GIVEN TEXT
--- --- ---

Today being the Feast of the Holy Name of Jesus has, naturally enough, got me thinking about names, and the significance of names. Today is the day commemorating Jesus’ bris, or circumcision, when he was given the name that the angelic messenger had given to both Mary and Joseph.
My own name, Susan, is common as dirt. When I was growing up there were at least thre of us in every classroom. My parents were really unimaginative when it came to naming me. And then when they got to my middle name, they basically crumbled completely. They started with “R,” and then…they just stopped. It doesn’t actually stand for anything. It’s just “R.” The story I heard was that they wanted to do something for my grandmother, but they didn’t like the name “Ruth” so they just went with R. That’s what I’ve heard, but both my parents denied it to my face.
So there’s been this game throughout my life, of trying to figure out what it should stand for. I voted for things like “Ravishing,” or “Refreshing.” A former boyfriend suggested “Relentless.” Yeah…a former boyfriend.
Nowadays, parents try to be creative & original with their children’s names, and sometimes this can go a little far. I feel for the elementary school teachers who have to call roll, and come to a name that’s basically an ampersand, or an asterisk, and they’re supposed to know that it’s actually pronounced “Gregoriana.” Parents today! Also, get off my lawn!
Now, Jesus’ name was also common as dirt. In that time and place you could hardly swing a cat without hitting a guy named Jesus/Yeshua. (Don’t swing cats! It’s a sin.) But—paradoxically—his name, while common, was also unique and profound, incredibly special, deeply meaningful. Because “Jesus” (Yeshua) comes from the verb “to rescue,” “to deliver.” In other words, his name says who he is: the Savior.
In the scriptures, names are important, and a change of name often signals a change to both a person’s identity and their call, their mission. Think of Abram and Sarai becoming Abraham and Sarah, of Jacob becoming Israel; Simon becomes Peter, and Saul becomes Paul. In our time, lots of people find the name they were given no longer speaks to who they are and where their path lies, so they have to find a new one. Just like the figures from Scripture, the original name wasn’t necessarily wrong, and maybe it was lovingly given. It’s just time to move on.
In the book of the prophet Hosea, God actually takes a new name. Israel, God’s bride, has been stepping out on him, and God’s heart is broken. (There’s a lot of “whoring” in Hosea.) But through the prophet, God promises a reconciliation:
Therefore I will now allure her, and bring her into the wilderness, and speak tenderly to her…On that day, says the Lord, you will call me “My husband,” and no longer will you call me “My Baal [Master].” And I will take you for my wife forever; I will take you for my wife in righteousness and in justice, in steadfast love, and in mercy. I will take you for my wife in faithfulness; and you shall know the Lord.” (Hosea 2:16, 19-20).
Incidentally, so much for the idea that the God of the Hebrew scriptures is this wrathful, mean judge and the God of the New Testament is all kindness and compassion!

--- --- ---

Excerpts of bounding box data

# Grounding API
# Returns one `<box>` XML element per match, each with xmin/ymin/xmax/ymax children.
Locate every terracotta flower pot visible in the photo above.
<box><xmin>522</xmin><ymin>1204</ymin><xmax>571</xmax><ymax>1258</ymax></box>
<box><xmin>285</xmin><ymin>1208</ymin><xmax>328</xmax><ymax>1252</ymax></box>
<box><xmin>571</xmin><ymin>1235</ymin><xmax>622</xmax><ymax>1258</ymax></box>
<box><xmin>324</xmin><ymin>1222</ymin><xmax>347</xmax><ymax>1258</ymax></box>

--- --- ---

TO-DO LIST
1. In the bounding box records, replace "terracotta" with "clay" and keep every other part the same.
2. Continue the reflection on names and the Holy Name of Jesus from its final sentence.
The records have nothing to do with the text.

ANSWERS IN ORDER
1.
# Grounding API
# Returns one `<box>` XML element per match, each with xmin/ymin/xmax/ymax children.
Locate every clay flower pot visible in the photo above.
<box><xmin>522</xmin><ymin>1204</ymin><xmax>571</xmax><ymax>1258</ymax></box>
<box><xmin>285</xmin><ymin>1208</ymin><xmax>328</xmax><ymax>1252</ymax></box>
<box><xmin>571</xmin><ymin>1235</ymin><xmax>622</xmax><ymax>1258</ymax></box>
<box><xmin>324</xmin><ymin>1222</ymin><xmax>347</xmax><ymax>1258</ymax></box>

2.
Anyway, names matter in the Bible, and the name of Jesus matters—a lot. We Christians strive to do everything in the name of Jesus. Or in the name of the Trinity, which comes to the same thing, because the Trinity is undivided.
In Matthew’s account, when the angel gives Joseph the name “Jesus” in a dream, he also reminds Joseph of the prophecy of Isaiah (7:14) that the child born of the virgin will be called “Emmanuel,” meaning “God is with us.” The most fantastic news ever, right? Imagine if God were not “with us.” What if God were “against us,” or just messing with us like the pagan gods, for the entertainment value? Or what if God were not malicious, but just “remote and uninterested in us”?
But that was never the way with Israel’s God. The Lord had always dwelt among the people, whether in a tabernacle carried through the wilderness, or in the Temple within the Holy of Holies, God was there. With the people.
But Jesus is called “Emmanuel”—this child being named is God with us. And that brings us to the beautiful hymn from Philippians. In the gospels we’ve learned Jesus’ identity—Savior—but it’s in Philippians that we learn something more of his mission and purpose, even of his style.
Jesus is “in the form of God,” but what does he do with that? I know what I’d do with that! I’d start rearranging things to suit my purposes, and get everyone to do my bidding. (Don’t pretend you wouldn’t.) Jesus, instead, “did not regard equality with God as something to be exploited,” or some translations say, “something to be grasped at.” No—he “emptied himself.” The Greek term for this self-emptying is kenosis, and that self-emptying suggests the kind of poverty of spirit that Jesus will later call “blessed.”
When we think about economic poverty, the opposite of that is obviously wealth, right? But with poverty of spirit—whether it’s mental or physical illness, a loveless marriage, stalling out in your career—the opposite of that kind of poverty is entitlement. In other words, it’s grasping—seizing what we want when we want it, because we believe we have a right to it.
This has gotten us in trouble from the very beginning: In the garden, Adam and Eve were given paradise, everything they could possibly desire. But there was one thing off-limits, and they came to feel entitled to that one thing. And grasped it.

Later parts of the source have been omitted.